_Aim_.
Reproduce the stretch of entries from the line containing "Query: <item>eye</item>" through the line containing "11], [8, 5], [0, 1]]", both included, keeping every request line. Offset each coordinate in the answer outlines by 40, and leave the format samples as they are.

_Excerpted records_.
● ● ● ● ● ● ●

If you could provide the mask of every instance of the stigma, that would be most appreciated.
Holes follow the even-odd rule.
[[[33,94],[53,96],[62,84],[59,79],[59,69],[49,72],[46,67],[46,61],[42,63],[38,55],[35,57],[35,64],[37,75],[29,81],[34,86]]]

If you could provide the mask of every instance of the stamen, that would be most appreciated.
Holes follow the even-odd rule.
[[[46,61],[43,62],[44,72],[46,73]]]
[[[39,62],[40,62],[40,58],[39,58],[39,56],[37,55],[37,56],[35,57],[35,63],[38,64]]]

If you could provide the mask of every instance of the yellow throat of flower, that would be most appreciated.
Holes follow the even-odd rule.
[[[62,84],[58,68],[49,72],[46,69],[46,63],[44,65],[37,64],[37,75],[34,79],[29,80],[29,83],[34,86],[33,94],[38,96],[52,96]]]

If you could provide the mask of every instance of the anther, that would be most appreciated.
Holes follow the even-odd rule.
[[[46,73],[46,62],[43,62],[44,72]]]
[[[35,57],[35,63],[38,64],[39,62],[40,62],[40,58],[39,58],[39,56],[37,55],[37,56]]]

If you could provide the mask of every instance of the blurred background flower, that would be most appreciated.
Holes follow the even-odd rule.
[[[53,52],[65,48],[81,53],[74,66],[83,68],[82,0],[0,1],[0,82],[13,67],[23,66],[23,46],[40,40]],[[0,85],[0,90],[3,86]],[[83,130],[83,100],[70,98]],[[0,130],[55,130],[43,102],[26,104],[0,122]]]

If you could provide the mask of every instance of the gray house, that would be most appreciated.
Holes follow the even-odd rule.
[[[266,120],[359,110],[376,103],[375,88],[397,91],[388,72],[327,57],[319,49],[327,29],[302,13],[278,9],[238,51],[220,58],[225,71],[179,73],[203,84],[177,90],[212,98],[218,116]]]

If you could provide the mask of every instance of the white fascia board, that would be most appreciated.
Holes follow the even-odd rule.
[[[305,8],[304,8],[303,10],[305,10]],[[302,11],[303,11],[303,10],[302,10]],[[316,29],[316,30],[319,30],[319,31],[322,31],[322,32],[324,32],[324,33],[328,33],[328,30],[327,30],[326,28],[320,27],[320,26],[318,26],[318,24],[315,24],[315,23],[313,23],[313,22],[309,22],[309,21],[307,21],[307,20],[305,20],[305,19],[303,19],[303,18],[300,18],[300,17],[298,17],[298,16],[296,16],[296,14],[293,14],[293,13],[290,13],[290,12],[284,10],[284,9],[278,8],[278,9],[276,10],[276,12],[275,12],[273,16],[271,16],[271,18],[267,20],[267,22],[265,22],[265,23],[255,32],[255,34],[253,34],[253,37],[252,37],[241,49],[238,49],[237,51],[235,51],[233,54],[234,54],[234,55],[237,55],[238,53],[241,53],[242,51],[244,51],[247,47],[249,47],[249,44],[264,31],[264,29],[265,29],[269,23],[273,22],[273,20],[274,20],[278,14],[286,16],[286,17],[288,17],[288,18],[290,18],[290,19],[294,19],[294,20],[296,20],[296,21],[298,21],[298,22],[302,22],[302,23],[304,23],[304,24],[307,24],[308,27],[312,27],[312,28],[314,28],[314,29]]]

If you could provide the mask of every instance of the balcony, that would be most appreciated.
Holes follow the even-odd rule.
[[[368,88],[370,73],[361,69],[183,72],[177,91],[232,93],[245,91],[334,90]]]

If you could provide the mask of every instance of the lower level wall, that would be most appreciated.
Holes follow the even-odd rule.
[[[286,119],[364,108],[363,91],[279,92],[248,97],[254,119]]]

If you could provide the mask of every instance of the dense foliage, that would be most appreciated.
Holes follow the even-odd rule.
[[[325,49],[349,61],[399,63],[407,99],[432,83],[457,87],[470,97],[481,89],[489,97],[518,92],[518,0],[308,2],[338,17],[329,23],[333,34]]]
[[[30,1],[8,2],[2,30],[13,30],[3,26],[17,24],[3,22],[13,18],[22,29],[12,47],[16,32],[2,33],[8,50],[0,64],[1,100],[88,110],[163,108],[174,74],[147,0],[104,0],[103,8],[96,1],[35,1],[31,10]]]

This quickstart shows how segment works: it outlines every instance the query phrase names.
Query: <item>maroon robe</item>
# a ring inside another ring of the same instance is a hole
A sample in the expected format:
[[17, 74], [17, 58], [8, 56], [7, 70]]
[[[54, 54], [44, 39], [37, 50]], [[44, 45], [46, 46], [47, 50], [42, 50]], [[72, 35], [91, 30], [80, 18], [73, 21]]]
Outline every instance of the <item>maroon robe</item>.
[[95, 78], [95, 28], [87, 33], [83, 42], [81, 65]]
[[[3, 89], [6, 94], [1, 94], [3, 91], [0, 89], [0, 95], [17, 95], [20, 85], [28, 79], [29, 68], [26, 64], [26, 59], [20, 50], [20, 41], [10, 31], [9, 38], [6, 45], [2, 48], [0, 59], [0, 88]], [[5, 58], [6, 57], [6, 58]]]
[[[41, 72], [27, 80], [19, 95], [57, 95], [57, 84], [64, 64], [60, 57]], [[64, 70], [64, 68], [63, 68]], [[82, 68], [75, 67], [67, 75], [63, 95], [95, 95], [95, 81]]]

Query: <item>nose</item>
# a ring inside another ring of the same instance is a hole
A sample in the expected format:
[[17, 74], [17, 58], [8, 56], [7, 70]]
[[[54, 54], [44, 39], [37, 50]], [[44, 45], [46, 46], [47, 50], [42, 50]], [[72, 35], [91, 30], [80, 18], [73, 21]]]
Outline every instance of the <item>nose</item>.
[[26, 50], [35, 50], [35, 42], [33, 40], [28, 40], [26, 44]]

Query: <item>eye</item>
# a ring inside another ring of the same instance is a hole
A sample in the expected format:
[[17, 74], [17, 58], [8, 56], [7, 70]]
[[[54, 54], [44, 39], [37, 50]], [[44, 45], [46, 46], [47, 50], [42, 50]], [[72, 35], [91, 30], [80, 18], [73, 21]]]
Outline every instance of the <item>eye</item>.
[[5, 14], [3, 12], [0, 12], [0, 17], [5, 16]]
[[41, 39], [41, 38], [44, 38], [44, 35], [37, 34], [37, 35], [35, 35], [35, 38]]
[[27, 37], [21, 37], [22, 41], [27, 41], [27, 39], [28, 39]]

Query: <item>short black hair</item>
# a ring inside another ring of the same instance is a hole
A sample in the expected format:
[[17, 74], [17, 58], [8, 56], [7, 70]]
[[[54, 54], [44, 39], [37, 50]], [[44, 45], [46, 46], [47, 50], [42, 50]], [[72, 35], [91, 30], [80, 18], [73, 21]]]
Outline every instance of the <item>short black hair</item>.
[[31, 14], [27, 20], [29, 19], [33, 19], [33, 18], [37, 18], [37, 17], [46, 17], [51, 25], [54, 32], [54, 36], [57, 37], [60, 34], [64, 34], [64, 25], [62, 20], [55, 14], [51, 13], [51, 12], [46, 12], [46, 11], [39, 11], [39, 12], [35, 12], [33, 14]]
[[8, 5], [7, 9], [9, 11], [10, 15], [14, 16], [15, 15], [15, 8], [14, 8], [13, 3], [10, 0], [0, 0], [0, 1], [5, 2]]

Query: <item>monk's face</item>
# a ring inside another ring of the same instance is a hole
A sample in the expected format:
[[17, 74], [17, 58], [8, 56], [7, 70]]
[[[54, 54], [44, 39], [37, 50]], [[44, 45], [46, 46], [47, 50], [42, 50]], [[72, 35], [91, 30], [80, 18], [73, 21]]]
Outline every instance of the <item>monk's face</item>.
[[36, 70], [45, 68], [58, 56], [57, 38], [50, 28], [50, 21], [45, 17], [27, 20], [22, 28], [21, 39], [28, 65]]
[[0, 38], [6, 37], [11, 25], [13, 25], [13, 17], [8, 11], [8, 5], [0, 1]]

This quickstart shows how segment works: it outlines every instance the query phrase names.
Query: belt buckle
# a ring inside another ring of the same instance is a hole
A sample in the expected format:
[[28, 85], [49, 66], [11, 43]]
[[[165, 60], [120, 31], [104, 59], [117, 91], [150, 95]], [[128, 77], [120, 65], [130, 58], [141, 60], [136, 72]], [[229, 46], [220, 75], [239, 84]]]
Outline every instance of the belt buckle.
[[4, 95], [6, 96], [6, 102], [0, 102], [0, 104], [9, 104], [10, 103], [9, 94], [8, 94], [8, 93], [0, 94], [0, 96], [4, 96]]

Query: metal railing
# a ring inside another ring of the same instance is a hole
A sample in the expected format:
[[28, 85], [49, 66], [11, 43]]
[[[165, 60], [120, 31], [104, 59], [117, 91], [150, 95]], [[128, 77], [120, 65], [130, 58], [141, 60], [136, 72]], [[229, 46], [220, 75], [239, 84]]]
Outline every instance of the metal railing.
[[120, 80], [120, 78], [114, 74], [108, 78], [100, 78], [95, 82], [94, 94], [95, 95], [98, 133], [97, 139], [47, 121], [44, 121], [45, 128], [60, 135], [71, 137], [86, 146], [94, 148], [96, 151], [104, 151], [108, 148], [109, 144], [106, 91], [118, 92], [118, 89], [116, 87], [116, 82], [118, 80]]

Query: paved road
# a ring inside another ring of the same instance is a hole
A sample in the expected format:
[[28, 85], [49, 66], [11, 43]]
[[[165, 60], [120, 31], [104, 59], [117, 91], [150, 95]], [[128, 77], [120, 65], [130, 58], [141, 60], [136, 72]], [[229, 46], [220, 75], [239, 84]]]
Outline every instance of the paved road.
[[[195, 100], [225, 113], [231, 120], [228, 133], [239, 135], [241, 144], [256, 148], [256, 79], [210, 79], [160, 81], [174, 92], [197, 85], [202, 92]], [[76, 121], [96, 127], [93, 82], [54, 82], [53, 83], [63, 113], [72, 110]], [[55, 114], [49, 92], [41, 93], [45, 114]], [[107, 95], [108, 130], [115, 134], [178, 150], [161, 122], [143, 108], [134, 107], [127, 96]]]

● ● ● ● ● ● ●

_Task output_.
Query: <item>eye</item>
# a ring inside another ring of the same instance is a hole
A sample in the expected format:
[[17, 74], [17, 58], [8, 56], [7, 70]]
[[[54, 54], [44, 39], [37, 50]], [[44, 45], [46, 46], [47, 50], [42, 50]], [[72, 35], [91, 30], [80, 18], [73, 21]]]
Outline every instance of the <item>eye</item>.
[[45, 54], [43, 52], [40, 52], [40, 57], [45, 56]]
[[81, 79], [81, 78], [84, 78], [84, 75], [77, 74], [77, 75], [75, 75], [75, 78]]
[[67, 77], [61, 77], [62, 81], [67, 81], [67, 79], [68, 79]]

Query: <item>short black hair</item>
# a ring inside another ring of the same instance is a hole
A sample in the expected format:
[[17, 74], [17, 58], [8, 56], [7, 70]]
[[[54, 54], [44, 39], [37, 50]], [[44, 45], [46, 46], [47, 50], [42, 50]], [[72, 35], [91, 30], [80, 18], [73, 21]]]
Outline every instance of the <item>short black hair</item>.
[[71, 54], [67, 60], [69, 59], [73, 59], [73, 58], [77, 58], [77, 57], [86, 57], [91, 65], [94, 72], [94, 76], [97, 77], [100, 74], [104, 74], [104, 65], [102, 60], [95, 54], [91, 53], [91, 52], [86, 52], [86, 51], [79, 51], [79, 52], [75, 52], [73, 54]]
[[48, 45], [47, 49], [49, 51], [50, 55], [54, 56], [55, 55], [55, 48], [54, 48], [53, 43], [50, 40], [40, 40], [40, 41], [45, 42]]

Query: <item>monk's face</item>
# a ring inside another ring of the same instance is a hole
A sample in the expected format:
[[17, 74], [17, 58], [8, 56], [7, 70]]
[[[54, 54], [44, 39], [37, 50]], [[44, 45], [46, 46], [47, 50], [42, 50]], [[72, 35], [91, 30], [80, 18], [73, 21]]]
Outline every instance of the <item>monk's face</item>.
[[76, 110], [85, 108], [98, 96], [97, 78], [90, 68], [90, 61], [85, 57], [67, 60], [62, 68], [61, 79], [68, 105]]
[[40, 78], [46, 77], [51, 65], [53, 65], [53, 57], [48, 51], [48, 45], [40, 41]]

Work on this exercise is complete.